- _TRAVAIL DEMANDÉ_
D'après la critique de « Cercles / Fictions », pendant combien de temps Joël Pommerat entrelace-t-il ses micro-fictions ?

- _TEXTE FOURNI_
#####
Critiques // « Cercles / Fictions » de Joël Pommerat aux Bouffes du Nord

« Cercles / Fictions » de Joël Pommerat aux Bouffes du Nord

Fév 03, 2010 | Aucun commentaire sur « Cercles / Fictions » de Joël Pommerat aux Bouffes du Nord

Critique de Denis Sanglard

Rébus

Etrange objet que cette création…Dans la salle des Bouffes du Nord, transformée en piste de cirque qu’encerclent les spectateurs, pendant deux heures et dix minutes, Joël Pommerat entrelace des micro-fictions, inventaire à la Prévert et sans raton-laveur. On y croise une domesticité à l’aube du vingtième siècle confrontée à la modernité de leurs employeurs, un chevalier en armure agonisant, un jeune cadre ambitieux passant un deal avec des clochardes puantes, un patron d’entreprise dynamique face à des chômeurs en fin de droit, le même patron négociant des organes avec des sans-papiers pour sauver son fils, un meneur de jeu étrange, quatre individus perdus en forêt, un représentant escroc d’une bible-universelle-du–bien-être, des militaires à Verdun…J’en oublie sans doute. Tout cela au son d’une canonnade, dans une lumière sépulcrale qui vous découpe l’espace au cordeau. C’est profus mais loin d’être confus. Les scènes se succèdent et se font échos de loin en loin. On rit et soudain nous sommes foudroyés par l’émotion. Il faut accepter de se perdre. C’est un rébus. Et pas de réponse au bout, pas de solution.

© Elisabeth Carecchio

Nous sommes dans la brume juste déchirée d’éclat blafard.
#####
- _DONNÉES FOURNIES_
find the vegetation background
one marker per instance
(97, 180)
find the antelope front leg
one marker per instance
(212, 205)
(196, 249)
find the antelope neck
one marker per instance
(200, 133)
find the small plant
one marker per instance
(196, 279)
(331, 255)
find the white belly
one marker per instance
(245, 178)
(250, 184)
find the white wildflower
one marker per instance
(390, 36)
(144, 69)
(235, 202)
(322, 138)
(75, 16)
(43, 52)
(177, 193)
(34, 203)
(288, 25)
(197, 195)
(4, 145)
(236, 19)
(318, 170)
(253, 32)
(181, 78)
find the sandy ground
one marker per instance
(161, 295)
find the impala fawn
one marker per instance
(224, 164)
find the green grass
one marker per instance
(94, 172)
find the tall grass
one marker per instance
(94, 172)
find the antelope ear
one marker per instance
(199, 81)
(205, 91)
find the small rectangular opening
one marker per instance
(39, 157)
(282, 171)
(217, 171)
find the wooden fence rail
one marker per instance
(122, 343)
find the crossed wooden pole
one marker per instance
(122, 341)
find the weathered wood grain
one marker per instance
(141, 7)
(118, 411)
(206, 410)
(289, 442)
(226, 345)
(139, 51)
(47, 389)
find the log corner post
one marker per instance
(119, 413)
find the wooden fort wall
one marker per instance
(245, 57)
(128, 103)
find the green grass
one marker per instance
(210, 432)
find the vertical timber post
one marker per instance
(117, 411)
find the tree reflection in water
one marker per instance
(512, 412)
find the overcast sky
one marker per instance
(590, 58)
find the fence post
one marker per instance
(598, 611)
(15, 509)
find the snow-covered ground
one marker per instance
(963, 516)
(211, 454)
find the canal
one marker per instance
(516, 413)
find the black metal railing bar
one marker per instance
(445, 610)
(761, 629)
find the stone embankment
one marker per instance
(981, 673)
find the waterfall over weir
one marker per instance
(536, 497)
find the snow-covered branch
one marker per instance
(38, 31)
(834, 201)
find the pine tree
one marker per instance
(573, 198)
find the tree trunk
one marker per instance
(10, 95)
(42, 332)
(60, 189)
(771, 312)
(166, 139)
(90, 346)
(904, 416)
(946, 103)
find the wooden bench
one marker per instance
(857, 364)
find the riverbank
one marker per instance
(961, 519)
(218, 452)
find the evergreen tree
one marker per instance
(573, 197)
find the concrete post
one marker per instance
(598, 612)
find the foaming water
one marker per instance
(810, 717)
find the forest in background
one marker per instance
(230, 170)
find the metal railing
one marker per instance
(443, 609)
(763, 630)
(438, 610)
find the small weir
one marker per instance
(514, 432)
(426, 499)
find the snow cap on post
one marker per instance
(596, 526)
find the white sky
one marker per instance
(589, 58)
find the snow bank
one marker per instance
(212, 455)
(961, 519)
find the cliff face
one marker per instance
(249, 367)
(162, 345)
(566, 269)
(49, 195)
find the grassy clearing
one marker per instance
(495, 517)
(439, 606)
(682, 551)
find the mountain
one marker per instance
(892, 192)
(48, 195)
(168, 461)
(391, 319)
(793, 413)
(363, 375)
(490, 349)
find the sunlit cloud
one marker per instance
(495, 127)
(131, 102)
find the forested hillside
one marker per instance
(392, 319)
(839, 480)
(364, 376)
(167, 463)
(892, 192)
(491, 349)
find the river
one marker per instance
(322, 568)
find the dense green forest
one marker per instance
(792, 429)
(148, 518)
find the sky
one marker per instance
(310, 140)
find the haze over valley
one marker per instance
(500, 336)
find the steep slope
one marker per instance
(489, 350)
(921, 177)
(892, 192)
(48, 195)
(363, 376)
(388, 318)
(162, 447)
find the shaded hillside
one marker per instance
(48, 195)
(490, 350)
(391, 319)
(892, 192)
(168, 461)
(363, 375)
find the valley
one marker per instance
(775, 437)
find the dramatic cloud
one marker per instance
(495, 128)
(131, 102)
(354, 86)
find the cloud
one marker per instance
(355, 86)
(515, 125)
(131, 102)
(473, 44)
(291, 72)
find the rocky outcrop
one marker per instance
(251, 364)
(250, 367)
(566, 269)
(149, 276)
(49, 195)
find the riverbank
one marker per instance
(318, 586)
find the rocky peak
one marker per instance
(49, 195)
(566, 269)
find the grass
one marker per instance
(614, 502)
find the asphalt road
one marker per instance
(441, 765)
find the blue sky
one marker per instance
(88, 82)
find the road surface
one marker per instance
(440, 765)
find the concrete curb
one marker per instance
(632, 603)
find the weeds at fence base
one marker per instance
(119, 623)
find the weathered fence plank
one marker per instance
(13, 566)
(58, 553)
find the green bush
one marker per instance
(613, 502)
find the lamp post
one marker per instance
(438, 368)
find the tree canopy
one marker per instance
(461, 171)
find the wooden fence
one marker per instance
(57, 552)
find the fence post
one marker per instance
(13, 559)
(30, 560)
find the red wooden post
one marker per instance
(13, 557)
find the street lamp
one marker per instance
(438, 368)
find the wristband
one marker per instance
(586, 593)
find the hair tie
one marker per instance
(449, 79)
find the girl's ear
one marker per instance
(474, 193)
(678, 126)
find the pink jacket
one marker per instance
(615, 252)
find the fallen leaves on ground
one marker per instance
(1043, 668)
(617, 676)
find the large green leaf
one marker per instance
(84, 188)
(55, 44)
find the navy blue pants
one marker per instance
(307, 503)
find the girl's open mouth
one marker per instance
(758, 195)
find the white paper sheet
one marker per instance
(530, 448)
#####
- _RÉPONSE RÉDIGÉE_
Il les entrelace pendant deux heures et dix minutes.